Texte à lire:

_ _ _ _ _

L’inéluctable déclin du sionisme de gauche
Pour la quatrième fois en deux ans, l’opposition au premier ministre israélien Benyamin Netanyahou se retrouve confrontée au même blocage : elle est majoritaire, mais si hétéroclite qu’elle peine à s’accorder. Avec treize sièges sur cent vingt au Parlement, la gauche sioniste, incarnée par l’historique Parti travailliste et par le Meretz, semble devoir faire le deuil de son hégémonie d’antan.
Au terme des quatre scrutins législatifs qui se sont tenus en Israël depuis avril 2019, le même constat s’est imposé : l’influence de la gauche sioniste s’est effondrée, au profit des alliances entre nationalistes et religieux. L’utopie du sionisme de gauche, à savoir la fondation d’un État pour les Juifs sur des bases socialistes, semble ainsi avoir échoué. Pourtant, cette gauche a joué un rôle central dans l’histoire d’Israël : au cœur de sa création en 1948, majoritaire à la Knesset (Parlement) pendant les trois premières décennies d’existence de l’État et aux commandes de 1992 à 1996, puis de 1999 à 2000. Mais, lors des dernières élections, la gauche (Parti travailliste et Meretz) s’est montrée incapable de revenir au premier plan, enregistrant même les pires scores de son histoire — sept sièges sur cent vingt en mars 2020, puis treize cette année.
Afin d’expliquer ce déclin, il convient de rappeler les origines et les contradictions du sionisme de gauche. Dès sa fondation officielle, en 1897 à Bâle, le mouvement sioniste est divisé entre plusieurs tendances. La bourgeoisie se rassemble autour du journaliste austro-hongrois Theodor Herzl, partisan d’un État juif libéral, qui cherche à obtenir des soutiens diplomatiques et des points d’appui au sein du capitalisme occidental. D’autres militants, qualifiés de « travaillistes », défendent un sionisme allié du socialisme, faisant reposer la réussite du projet sur la transformation des Juifs marginalisés en travailleurs, ouvriers et paysans productifs. À partir des années 1920, ce sionisme de gauche parvient à s’imposer à la tête du mouvement.

_ _ _ _ _

Entrées tirées d'une collection:
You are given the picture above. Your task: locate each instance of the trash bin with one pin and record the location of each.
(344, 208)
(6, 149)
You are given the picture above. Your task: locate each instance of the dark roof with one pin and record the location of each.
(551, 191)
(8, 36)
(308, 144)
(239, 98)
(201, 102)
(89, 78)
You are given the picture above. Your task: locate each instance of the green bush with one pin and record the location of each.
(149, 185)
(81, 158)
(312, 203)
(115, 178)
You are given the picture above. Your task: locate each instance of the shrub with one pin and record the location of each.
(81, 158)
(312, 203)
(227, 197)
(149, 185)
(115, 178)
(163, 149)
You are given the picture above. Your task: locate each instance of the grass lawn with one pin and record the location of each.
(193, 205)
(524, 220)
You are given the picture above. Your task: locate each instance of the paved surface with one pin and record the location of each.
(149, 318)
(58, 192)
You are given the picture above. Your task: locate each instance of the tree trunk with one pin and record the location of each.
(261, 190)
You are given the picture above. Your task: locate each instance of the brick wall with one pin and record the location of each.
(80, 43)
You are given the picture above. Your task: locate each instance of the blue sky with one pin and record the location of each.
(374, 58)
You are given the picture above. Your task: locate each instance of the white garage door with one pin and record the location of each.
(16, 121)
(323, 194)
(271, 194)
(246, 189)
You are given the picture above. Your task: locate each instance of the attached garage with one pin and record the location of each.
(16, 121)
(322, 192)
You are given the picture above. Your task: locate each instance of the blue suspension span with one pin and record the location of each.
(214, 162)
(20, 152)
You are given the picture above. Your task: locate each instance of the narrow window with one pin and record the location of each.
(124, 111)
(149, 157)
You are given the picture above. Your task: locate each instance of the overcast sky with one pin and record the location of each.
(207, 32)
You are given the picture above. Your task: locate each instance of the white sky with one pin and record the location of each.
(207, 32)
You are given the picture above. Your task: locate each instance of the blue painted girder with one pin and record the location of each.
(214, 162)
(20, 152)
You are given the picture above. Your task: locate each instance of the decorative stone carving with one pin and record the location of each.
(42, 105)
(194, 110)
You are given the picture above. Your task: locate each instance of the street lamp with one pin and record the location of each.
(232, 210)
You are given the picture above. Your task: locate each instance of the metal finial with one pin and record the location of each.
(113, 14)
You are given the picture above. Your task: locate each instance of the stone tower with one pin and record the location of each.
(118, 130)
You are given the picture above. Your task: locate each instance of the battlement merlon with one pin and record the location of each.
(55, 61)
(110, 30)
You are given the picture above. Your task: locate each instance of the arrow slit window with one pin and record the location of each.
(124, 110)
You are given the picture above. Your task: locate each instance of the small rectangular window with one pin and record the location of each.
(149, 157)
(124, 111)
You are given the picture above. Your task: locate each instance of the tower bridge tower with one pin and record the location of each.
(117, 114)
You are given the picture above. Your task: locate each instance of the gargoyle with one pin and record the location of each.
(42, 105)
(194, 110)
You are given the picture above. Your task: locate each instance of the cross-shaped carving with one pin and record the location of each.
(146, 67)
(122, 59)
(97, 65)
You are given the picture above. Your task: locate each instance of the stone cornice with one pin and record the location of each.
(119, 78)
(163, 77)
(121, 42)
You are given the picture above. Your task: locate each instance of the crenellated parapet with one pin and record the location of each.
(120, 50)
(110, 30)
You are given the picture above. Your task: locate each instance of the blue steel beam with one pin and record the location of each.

_ _ _ _ _

Consigne A: D'après le texte sur le sionisme de gauche, en quelle année et dans quelle ville le mouvement sioniste a-t-il été officiellement fondé ?
Consigne B: Relevez dans le texte sur le sionisme de gauche tous les rôles que cette gauche a tenus dans l'histoire d'Israël.
Consigne C: Rédigez la suite du texte sur le sionisme de gauche, à partir de sa dernière phrase.
Le matériel ci-dessus n'est pas nécessaire.

Réponse rédigée A: En 1897, à Bâle.

Réponse rédigée B:
- Elle a été au cœur de la création de l'État en 1948.
- Elle a été majoritaire à la Knesset pendant les trois premières décennies d'existence de l'État.
- Elle a été aux commandes de 1992 à 1996.
- Elle a de nouveau été aux commandes de 1999 à 2000.

Réponse rédigée C:
Toutefois, ces courants restent liés entre eux par une certitude : seul un État pour les Juifs permettrait à ces derniers de vivre en sécurité et de se libérer de l’antisémitisme. Ils seraient pris en étau entre, d’une part, des courants appelant à leur destruction physique, dont les nombreux pogroms dans l’Empire russe tout au long du XIXe siècle sont l’expression la plus directe, et, d’autre part, une volonté dans leurs rangs de s’intégrer aux sociétés européennes en se détachant de la religion, voire de toute appartenance communautaire. Or cette dernière stratégie n’empêche pas l’antisémitisme de se diffuser et de menacer la sécurité des Juifs.
Conceptualisé alors que les puissances occidentales se constituent des empires en Asie et en Afrique, le mouvement sioniste est profondément influencé par l’idéologie coloniale [1]. Il revendique ainsi la reconnaissance, non seulement d’un droit à la souveraineté pour les Juifs, mais aussi d’un droit à l’installation sur une terre où ils sont peu nombreux — moins de 5 % de la population de la Palestine à la fin du XIXe siècle.
Être de gauche peut relever d’une démarche universaliste et consister à défendre des principes tels que la justice sociale pour tous ou l’accès des peuples à l’égalité et à la liberté. Le sionisme semble être en contradiction avec ces idéaux, car il n’entend défendre que les Juifs. Durant la seconde moitié du XIXe siècle, la gauche radicale européenne se montre d’ailleurs très critique à son égard. Elle considère que les principes marxistes ou socialistes sont les seuls buts à poursuivre : c’est par la révolution sociale que les Juifs s’émanciperont, et non par la création d’un État à des milliers de kilomètres de leurs lieux de lutte. Les perspectives nationalistes, et a fortiori ethnoreligieuses, sont perçues comme une rupture avec la lutte des classes, censée unir les individus en fonction de leur condition sociale et non de leur communauté. Par ailleurs, les organisations marxistes ou socialistes européennes réfutent l’existence d’une « nation juive ».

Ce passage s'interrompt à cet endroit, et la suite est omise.